* **EXTRACTED TEXT**
1Department of Statistics, Ondokuz Mayıs University, Samsun, 55139, Turkey
2Department of Statistics, Hacettepe University, Ankara, 06100, Turkey
Correspondence to: Erol Eğrioğlu , Department of Statistics, Ondokuz Mayıs University, Samsun, 55139, Turkey.
Email: | |
Copyright © 2012 Scientific & Academic Publishing. All Rights Reserved.
Abstract
In recent years, artificial neural networks have being successfully used in time series analysis. Using linear methods such as ARIMA and exponential smoothing for non linear time series cannot produce satisfactory results. Although there are various non linear methods, these methods have an important drawback that all of them require a specific model assumption. On the other hand, artificial neural networks have no restrictions such as linearity or model assumptions. In many applications within the time series analysis, it has been seen that artificial neural networks produce more accurate results than those obtained from traditional methods. In spite of the fact that artificial neural networks provide some advantages, researchers keep working on the component selection problem of the method. The answer of the question that which components of the method should be used is a vital issue in terms of forecasting performance. In this study, the effects of number of hidden layer and length of test set on forecasting performance of artificial neural networks are examined. Eight real time series are used in the implementation. The obtained results are analyzed by using statistical analysis and are interpreted.

* **DATA LISTING**
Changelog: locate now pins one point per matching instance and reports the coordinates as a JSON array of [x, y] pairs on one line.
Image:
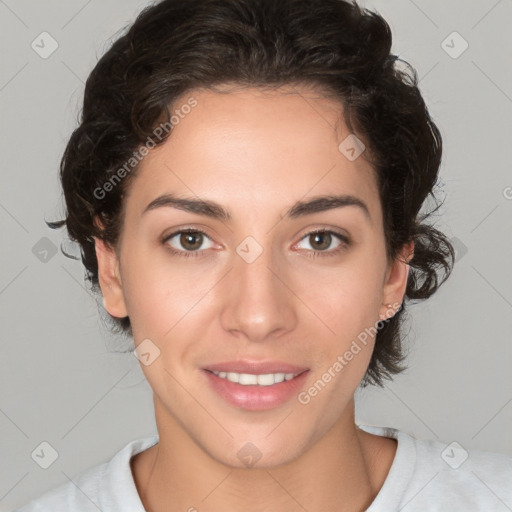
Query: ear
[[395, 281], [109, 279]]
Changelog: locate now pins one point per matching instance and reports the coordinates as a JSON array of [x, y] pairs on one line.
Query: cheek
[[160, 294]]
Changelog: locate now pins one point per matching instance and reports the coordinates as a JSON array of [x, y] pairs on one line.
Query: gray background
[[62, 383]]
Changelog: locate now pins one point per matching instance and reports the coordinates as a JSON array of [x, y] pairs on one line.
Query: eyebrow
[[214, 210]]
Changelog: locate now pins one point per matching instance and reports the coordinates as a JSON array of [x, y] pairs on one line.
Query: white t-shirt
[[426, 475]]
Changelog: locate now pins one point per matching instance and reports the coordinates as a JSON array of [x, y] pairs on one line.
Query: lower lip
[[256, 398]]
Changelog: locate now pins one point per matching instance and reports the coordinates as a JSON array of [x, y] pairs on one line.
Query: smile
[[248, 379]]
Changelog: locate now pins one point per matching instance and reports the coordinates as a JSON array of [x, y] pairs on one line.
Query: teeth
[[248, 379]]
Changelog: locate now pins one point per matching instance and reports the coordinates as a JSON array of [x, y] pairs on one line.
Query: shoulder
[[80, 494], [471, 479], [431, 475], [106, 487]]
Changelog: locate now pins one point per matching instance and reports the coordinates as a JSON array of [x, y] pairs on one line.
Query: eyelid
[[344, 238]]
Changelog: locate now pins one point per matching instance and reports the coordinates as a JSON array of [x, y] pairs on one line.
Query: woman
[[245, 186]]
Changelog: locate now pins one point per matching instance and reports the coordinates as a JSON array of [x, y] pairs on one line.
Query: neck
[[343, 471]]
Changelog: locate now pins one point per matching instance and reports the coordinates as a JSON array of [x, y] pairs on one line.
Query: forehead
[[253, 150]]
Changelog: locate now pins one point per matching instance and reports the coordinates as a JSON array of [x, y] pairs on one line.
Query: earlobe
[[110, 279], [396, 279]]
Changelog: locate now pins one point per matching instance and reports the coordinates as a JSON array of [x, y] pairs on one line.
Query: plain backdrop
[[62, 382]]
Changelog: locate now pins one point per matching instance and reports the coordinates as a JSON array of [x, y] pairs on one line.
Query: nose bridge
[[257, 302]]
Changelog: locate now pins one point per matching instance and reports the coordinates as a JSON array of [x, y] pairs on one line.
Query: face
[[260, 278]]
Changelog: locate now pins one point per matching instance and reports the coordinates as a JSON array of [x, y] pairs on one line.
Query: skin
[[256, 153]]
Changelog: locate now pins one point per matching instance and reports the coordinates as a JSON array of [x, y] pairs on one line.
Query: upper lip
[[255, 367]]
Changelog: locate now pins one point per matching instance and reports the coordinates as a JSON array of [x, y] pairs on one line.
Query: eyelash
[[345, 242]]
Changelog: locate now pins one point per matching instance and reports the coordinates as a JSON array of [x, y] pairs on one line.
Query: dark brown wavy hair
[[175, 46]]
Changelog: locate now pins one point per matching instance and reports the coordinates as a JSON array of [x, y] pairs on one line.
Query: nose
[[259, 302]]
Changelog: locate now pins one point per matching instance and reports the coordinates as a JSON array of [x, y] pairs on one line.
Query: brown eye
[[187, 242], [320, 241], [191, 241]]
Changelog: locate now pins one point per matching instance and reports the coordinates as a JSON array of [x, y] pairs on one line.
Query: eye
[[321, 239], [190, 241]]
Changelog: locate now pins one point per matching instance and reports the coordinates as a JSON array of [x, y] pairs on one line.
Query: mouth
[[250, 379], [255, 386]]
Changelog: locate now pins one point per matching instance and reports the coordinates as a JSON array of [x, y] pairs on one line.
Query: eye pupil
[[186, 237], [327, 240]]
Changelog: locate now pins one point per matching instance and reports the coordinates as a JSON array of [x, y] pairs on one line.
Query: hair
[[176, 46]]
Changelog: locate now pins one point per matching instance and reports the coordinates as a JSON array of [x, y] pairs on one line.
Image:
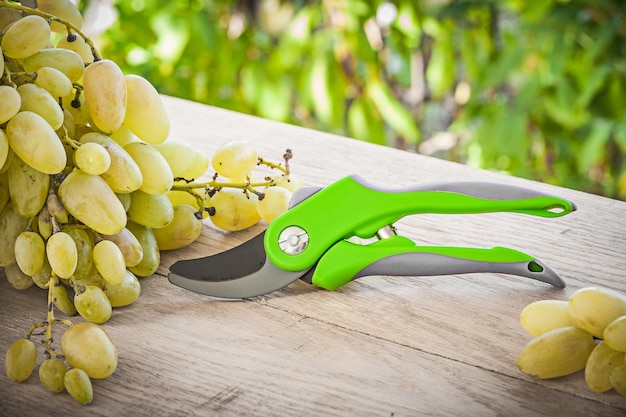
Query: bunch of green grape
[[586, 332], [92, 188]]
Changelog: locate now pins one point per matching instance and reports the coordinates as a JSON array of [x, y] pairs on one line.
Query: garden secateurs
[[314, 240]]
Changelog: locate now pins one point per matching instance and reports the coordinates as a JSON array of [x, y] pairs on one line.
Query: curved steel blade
[[241, 272]]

* **SHORT EXERCISE 1**
According to the passage on neural network forecasting, why do artificial neural networks have an advantage over the various other nonlinear methods? Answer in one to three sentences.
* **SHORT EXERCISE 2**
According to the passage on neural network forecasting, how many real time series are used in the implementation?
* **SHORT EXERCISE 3**
Rewrite the stretch of the passage on neural network forecasting from "1Department of Statistics, Ondokuz" through "All Rights Reserved.", substituting "Türkiye" for "Turkey".

* **REPLY 1**
The other nonlinear methods all require a specific model assumption. Artificial neural networks have no restrictions such as linearity or model assumptions.

* **REPLY 2**
Eight real time series are used.

* **REPLY 3**
1Department of Statistics, Ondokuz Mayıs University, Samsun, 55139, Türkiye
2Department of Statistics, Hacettepe University, Ankara, 06100, Türkiye
Correspondence to: Erol Eğrioğlu , Department of Statistics, Ondokuz Mayıs University, Samsun, 55139, Türkiye.
Email: | |
Copyright © 2012 Scientific & Academic Publishing. All Rights Reserved.